Parece que el año pasó deprisa, pero si miramos atrás vemos que ha sido muy intenso, lleno de experiencias nuevas, desafíos y dificultades, de emociones intensas: soledad, miedo, esperanza; un año sin duda diferente, que ha roto todos los caminos que creíamos trazados. Todo ha saltado por los aires, aunque al caer los trocitos se han ido recomponiendo en figuras sorprendentes, y eso también ha sido una experiencia nueva. Cuando se remueven las cosas descubrimos lo que está oculto.

El tiempo del confinamiento se ve tan lejos que parece de otro mundo, como si perteneciera a una vida paralela o un sueño del futuro, un mensaje de advertencia de un porvenir en el que se hicieran realidad nuestras pesadillas. Nos protegimos levantando murallas y desde lo alto oteamos un mundo que se hundía en la desolación. Cada vez que hablamos por teléfono, mi madre me pregunta cuándo va a terminar esto, como si para ella la pesadilla ya fuera una realidad que empieza cada día.

(Entradas del conjunto de datos almacenado)

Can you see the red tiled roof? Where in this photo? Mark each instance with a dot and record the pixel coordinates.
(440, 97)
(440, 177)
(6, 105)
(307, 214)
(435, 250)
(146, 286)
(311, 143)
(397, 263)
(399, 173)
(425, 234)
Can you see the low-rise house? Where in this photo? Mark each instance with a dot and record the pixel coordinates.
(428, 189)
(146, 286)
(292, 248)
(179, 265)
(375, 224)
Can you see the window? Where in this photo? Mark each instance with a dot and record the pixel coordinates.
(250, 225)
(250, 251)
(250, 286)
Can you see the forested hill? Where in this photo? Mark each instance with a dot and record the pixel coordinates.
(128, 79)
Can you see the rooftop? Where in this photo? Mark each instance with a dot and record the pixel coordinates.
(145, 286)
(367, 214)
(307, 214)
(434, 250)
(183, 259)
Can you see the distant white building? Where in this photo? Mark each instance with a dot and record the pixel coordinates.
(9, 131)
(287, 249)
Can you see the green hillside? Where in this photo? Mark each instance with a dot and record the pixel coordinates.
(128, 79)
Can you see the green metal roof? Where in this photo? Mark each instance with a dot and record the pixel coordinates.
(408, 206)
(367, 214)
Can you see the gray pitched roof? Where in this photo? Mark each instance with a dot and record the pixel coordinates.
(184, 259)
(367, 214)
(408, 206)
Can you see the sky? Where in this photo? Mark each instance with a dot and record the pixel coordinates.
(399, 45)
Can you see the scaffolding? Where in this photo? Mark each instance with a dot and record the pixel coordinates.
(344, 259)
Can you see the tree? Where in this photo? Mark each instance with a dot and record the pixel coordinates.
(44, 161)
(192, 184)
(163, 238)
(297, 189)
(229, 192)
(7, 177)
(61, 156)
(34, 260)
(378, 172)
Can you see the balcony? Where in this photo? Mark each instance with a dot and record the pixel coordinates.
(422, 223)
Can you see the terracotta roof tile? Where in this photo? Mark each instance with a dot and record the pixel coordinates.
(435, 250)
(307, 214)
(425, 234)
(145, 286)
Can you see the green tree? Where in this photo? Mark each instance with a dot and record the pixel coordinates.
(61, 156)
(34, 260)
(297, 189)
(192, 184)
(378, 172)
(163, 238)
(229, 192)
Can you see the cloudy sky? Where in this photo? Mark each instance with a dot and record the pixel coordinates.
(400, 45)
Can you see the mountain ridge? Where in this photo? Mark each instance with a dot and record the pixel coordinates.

= TAREA 1 =
Indica si cada afirmación concuerda con el texto sobre el año del confinamiento: (a) el confinamiento se percibe ahora como algo muy lejano; (b) la madre pregunta por carta cuándo va a terminar esto; (c) lo que saltó por los aires quedó disperso sin recomponerse. Responde sí o no y cita literalmente las palabras del texto que lo deciden.
= TAREA 2 =
Transcribe el fragmento del texto sobre el año del confinamiento que comienza en las palabras "Parece que el" y termina tras las palabras "que está oculto.".
Las entradas no guardan relación alguna con el texto.

= ZONA DE RESPUESTA 1 =
(a) Sí: «El tiempo del confinamiento se ve tan lejos que parece de otro mundo».
(b) No: «Cada vez que hablamos por teléfono, mi madre me pregunta cuándo va a terminar esto».
(c) No: «aunque al caer los trocitos se han ido recomponiendo en figuras sorprendentes».

= ZONA DE RESPUESTA 2 =
Parece que el año pasó deprisa, pero si miramos atrás vemos que ha sido muy intenso, lleno de experiencias nuevas, desafíos y dificultades, de emociones intensas: soledad, miedo, esperanza; un año sin duda diferente, que ha roto todos los caminos que creíamos trazados. Todo ha saltado por los aires, aunque al caer los trocitos se han ido recomponiendo en figuras sorprendentes, y eso también ha sido una experiencia nueva. Cuando se remueven las cosas descubrimos lo que está oculto.